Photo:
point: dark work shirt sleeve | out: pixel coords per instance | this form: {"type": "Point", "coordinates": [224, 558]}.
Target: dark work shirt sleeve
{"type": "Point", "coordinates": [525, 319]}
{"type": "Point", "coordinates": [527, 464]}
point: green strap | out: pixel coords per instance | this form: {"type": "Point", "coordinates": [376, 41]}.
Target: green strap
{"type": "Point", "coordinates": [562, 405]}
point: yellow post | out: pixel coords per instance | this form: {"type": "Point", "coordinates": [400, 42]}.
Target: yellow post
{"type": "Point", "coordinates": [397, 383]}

-*-*-

Request → Copy out all of the material above line for line, shifting each coordinate in the answers up by 19 and leaving every other number unchanged.

Task answer →
Photo:
point: dark work shirt sleeve | out: pixel coords per instance | this form: {"type": "Point", "coordinates": [224, 558]}.
Target: dark work shirt sleeve
{"type": "Point", "coordinates": [544, 338]}
{"type": "Point", "coordinates": [546, 483]}
point: green strap | out: pixel coords per instance | this form: {"type": "Point", "coordinates": [376, 41]}.
Target: green strap
{"type": "Point", "coordinates": [581, 424]}
point: yellow post | out: pixel coords per instance | this form: {"type": "Point", "coordinates": [400, 42]}.
Target: yellow post
{"type": "Point", "coordinates": [416, 402]}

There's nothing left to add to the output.